PAGE TEXT:
○ ○ ○ ○ ○ ○ ○
Accelerating Feature Delivery: Harness AI‑Driven Development Cuts One‑Day Work to Two Hours
The article details how a team upgraded from Vibe Coding to a Harness workflow—restructuring the codebase into a single monorepo with Git submodules, defining six specialized Sub‑Agents, implementing an Agent Handoff protocol, and automating the entire requirement‑to‑test pipeline, achieving a four‑fold speedup (one day to roughly two hours) while slashing front‑end/back‑end coordination overhead.
In order to ship features faster, the team built a Harness workflow inspired by OpenAI’s approach. Previously, they used a "Vibe Coding" model where AI wrote code but humans still coordinated requirements, module integration, and testing. The new Harness model treats the code repository as the single source of truth and lets autonomous agents flow through the development stages.
Background
The project consists of a React front‑end ( versus-fe) and a Go back‑end ( versus-server) each maintained by a dedicated developer. Initial development of a feature took about one day.
From Vibe Coding to Harness
Vibe Coding replaces human coding with AI‑generated code while humans still manage the workflow. The team found that long prompts and repeated manual adjustments slowed them down, leading to the decision to adopt a fully autonomous pipeline.
Single‑Repository Refactor
Using Git Submodule, the two existing repositories were merged into a parent monorepo ( versus) that contains the submodules versus-fe and versus-server. Global knowledge for the whole project lives in CLAUDE.md at the root, while each submodule has its own CLAUDE.md describing front‑end or back‑end specifics.
versus/ # parent repo
├── versus-server/ # Go + Gin backend
│ └── CLAUDE.md # backend knowledge
├── versus-fe/ # React + Vite frontend
│ └── CLAUDE.md # frontend knowledge
├── scripts/ # management scripts
│ ├── setup.sh
│ ├── pull-all.sh
│ └── status.sh
├── .claude/ # Claude‑Code config & agents
│ ├── settings.json
│ └── agents/ # 6 Sub‑Agent definitions
└── CLAUDE.md # project‑wide knowledgeSix Sub‑Agents and Their Roles
requirement‑designer
go‑api‑implementer
frontend‑engineer
test‑case‑designer
integration‑test‑runner
e2e‑test‑executor
Each agent receives a well‑defined prompt, produces output files (e.g., PRD, code, test cases), and appends an ---AGENT-HANDOFF--- block that describes its status, output paths, and the next step.
○ ○ ○ ○ ○ ○ ○
(Natural-language descriptions of regions)

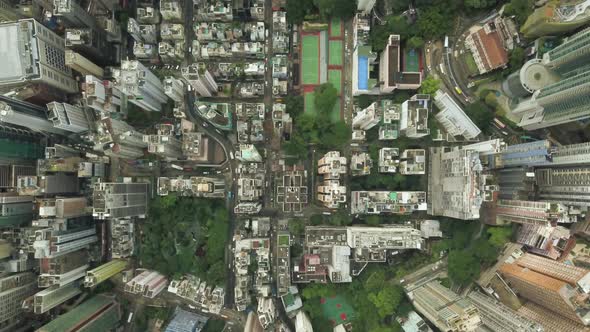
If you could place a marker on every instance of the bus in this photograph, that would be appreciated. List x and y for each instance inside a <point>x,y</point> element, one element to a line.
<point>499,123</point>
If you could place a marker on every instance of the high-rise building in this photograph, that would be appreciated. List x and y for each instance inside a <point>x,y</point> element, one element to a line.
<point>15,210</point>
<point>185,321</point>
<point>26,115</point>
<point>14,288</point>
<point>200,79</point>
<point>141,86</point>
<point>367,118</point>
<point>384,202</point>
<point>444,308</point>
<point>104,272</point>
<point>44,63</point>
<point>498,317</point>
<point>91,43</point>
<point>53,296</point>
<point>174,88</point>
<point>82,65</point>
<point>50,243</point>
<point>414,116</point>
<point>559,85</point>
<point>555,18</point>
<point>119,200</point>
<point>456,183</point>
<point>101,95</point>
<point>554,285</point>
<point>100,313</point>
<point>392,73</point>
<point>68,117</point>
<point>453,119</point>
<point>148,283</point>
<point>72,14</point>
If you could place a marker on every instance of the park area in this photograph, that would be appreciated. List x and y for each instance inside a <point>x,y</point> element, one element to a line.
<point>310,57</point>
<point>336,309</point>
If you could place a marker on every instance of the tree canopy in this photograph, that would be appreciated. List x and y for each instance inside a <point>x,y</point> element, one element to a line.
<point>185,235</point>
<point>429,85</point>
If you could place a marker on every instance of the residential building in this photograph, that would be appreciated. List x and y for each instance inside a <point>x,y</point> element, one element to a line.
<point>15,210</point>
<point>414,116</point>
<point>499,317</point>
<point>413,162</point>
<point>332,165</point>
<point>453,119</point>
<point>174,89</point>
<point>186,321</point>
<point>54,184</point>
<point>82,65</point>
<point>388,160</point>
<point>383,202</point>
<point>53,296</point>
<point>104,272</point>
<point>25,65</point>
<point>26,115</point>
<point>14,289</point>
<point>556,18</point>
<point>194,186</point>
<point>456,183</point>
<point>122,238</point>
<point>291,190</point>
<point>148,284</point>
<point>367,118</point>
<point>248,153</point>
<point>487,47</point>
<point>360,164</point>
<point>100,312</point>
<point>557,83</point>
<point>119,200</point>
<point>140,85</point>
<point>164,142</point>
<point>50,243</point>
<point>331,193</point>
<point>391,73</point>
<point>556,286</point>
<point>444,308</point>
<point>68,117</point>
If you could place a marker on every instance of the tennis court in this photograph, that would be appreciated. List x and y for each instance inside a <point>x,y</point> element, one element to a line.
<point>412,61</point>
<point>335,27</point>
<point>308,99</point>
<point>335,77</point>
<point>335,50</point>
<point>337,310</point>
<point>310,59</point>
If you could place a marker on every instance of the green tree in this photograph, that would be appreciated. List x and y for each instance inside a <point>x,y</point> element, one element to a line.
○ ○ ○ ○ ○ ○ ○
TASKS AND EXERCISES:
1) Return the stretch of the Harness workflow article from "From Vibe Coding to Harness" through "or back‑end specifics.".
2) Pick up the Harness workflow article where it stops and carry it further.

RESULTS BY TASK:
1)
From Vibe Coding to Harness
Vibe Coding replaces human coding with AI‑generated code while humans still manage the workflow. The team found that long prompts and repeated manual adjustments slowed them down, leading to the decision to adopt a fully autonomous pipeline.
Single‑Repository Refactor
Using Git Submodule, the two existing repositories were merged into a parent monorepo ( versus) that contains the submodules versus-fe and versus-server. Global knowledge for the whole project lives in CLAUDE.md at the root, while each submodule has its own CLAUDE.md describing front‑end or back‑end specifics.

2)
Agent Handoff Protocol
When an agent finishes, it writes a handoff block like the following:
---AGENT-HANDOFF---
requirement-id: REQ-021
status: awaiting_review
output: docs/requirements/REQ-021/PRD.md
next-step: wait_for_human_approval
after-approval-next-step: launch go-api-implementer
after-approval-prompt: "Implement backend API for REQ-021 based on PRD."
review-message: "Please review PRD at docs/requirements/REQ-021/PRD.md"
---END-HANDOFF---The main agent parses these blocks, updates the session state, and triggers the next Sub‑Agent automatically. If a test reports has_bugs, the bug list is examined and the appropriate coding agent (backend or frontend) is invoked to fix the issue, after which the relevant test agent is re‑run. The loop continues until the status all_passed is reached.
Test Case Generation
The test‑case‑designer agent creates JSON‑formatted API and E2E test specifications without executing them. Its output is stored under docs/requirements/REQ‑ID/ and triggers parallel execution of integration‑test‑runner and e2e‑test‑executor.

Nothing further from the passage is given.